▸ WORK INSTRUCTIONS
All the records that follow need to be reproduced exactly. Omit the images.
— Begin RECORDS SHOWN —
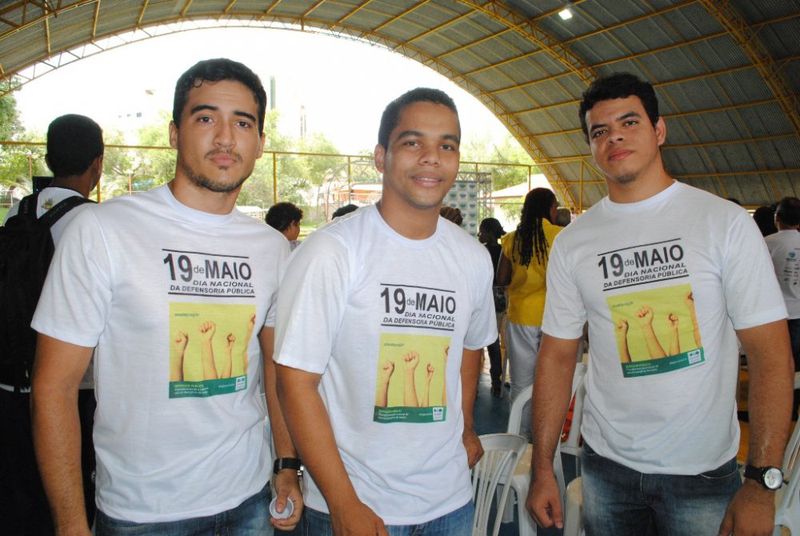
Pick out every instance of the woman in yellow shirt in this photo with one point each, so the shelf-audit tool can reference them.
(522, 268)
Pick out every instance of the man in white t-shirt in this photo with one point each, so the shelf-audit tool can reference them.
(75, 156)
(174, 290)
(382, 317)
(667, 277)
(784, 247)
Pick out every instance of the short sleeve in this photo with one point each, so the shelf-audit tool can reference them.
(314, 289)
(76, 296)
(482, 329)
(564, 310)
(752, 294)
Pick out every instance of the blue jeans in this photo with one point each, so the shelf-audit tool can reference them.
(251, 518)
(621, 501)
(794, 340)
(456, 523)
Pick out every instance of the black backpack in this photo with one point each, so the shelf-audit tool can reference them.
(26, 248)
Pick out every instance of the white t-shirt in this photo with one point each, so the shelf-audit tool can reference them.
(637, 263)
(134, 277)
(48, 198)
(358, 296)
(784, 247)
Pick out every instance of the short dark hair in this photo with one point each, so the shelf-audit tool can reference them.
(73, 143)
(391, 115)
(788, 211)
(345, 209)
(281, 215)
(215, 70)
(492, 226)
(618, 86)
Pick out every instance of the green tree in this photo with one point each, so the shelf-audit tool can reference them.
(17, 162)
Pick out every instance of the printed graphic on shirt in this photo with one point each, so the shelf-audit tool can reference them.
(208, 348)
(656, 330)
(411, 384)
(790, 274)
(195, 273)
(642, 264)
(409, 306)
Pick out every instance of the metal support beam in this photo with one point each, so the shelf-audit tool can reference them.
(746, 38)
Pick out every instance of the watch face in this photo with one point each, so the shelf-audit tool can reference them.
(773, 478)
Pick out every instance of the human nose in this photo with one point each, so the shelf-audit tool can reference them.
(615, 134)
(430, 156)
(224, 134)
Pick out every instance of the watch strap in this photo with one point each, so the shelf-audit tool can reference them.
(759, 474)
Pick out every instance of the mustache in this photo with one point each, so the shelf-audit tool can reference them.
(215, 152)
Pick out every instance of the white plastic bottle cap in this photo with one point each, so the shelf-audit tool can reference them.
— End RECORDS SHOWN —
▸ OUTPUT
Pick out every instance of the woman in yellow shirt in this photo with one point each, so the shelf-audit tool can reference them.
(522, 268)
Pick out every instance of the man in white t-shirt in this photo with one point each, so the shelf-audit tool can reference them.
(75, 156)
(174, 290)
(382, 317)
(667, 277)
(784, 247)
Pick out every instance of the short sleeve in this photo with one point each, so the shelf-audit tool can reference them.
(314, 289)
(76, 296)
(482, 329)
(564, 310)
(752, 294)
Pick out every instance of the blue jeans in this photo with one point each, so the shelf-audit tool can reference them.
(251, 518)
(621, 501)
(794, 340)
(456, 523)
Pick out every instance of the black backpack in this photo with one point each, so the shelf-audit tool can reference them.
(26, 248)
Pick out every instance of the white t-shirt in this photo with one point each, so the shelf-audit tool can reference them.
(637, 263)
(134, 277)
(48, 198)
(358, 296)
(784, 247)
Pick out every instance of the short dark hair in this photo with one point each, so the shelf-audit tool can reference them.
(73, 143)
(391, 115)
(788, 211)
(345, 209)
(281, 215)
(215, 70)
(492, 226)
(618, 86)
Pick out every instance of the green tree in this photo with one point each, so the shelf-audit tool can reference them.
(17, 162)
Pick out every instance of the printed graphic on shirt in this photo with one point each, so the shelf-audit tool can reference them.
(208, 348)
(656, 330)
(411, 384)
(790, 274)
(195, 273)
(642, 264)
(409, 306)
Pick out every instance of the metal support beam in this photo with one point each, so the shelf-audit tool can reference them.
(746, 38)
Pick out every instance of the watch face in this photo with one point each, so the shelf-audit tool can reference them.
(773, 478)
Pick out every instance of the human nose in this photo with one point each, so the shelf-audit tool can reference them.
(615, 134)
(430, 156)
(224, 134)
Pick out every instance of the watch strap in this photo with one point each, so the shelf-audit tool can reference them.
(759, 474)
Pick out every instance of the mustache in this photo with one point each, so the shelf-audit tool can reference them.
(215, 152)
Pick out every instance of the white plastic bottle cap in this photo with one point each, so the shelf-audit tool can reference them.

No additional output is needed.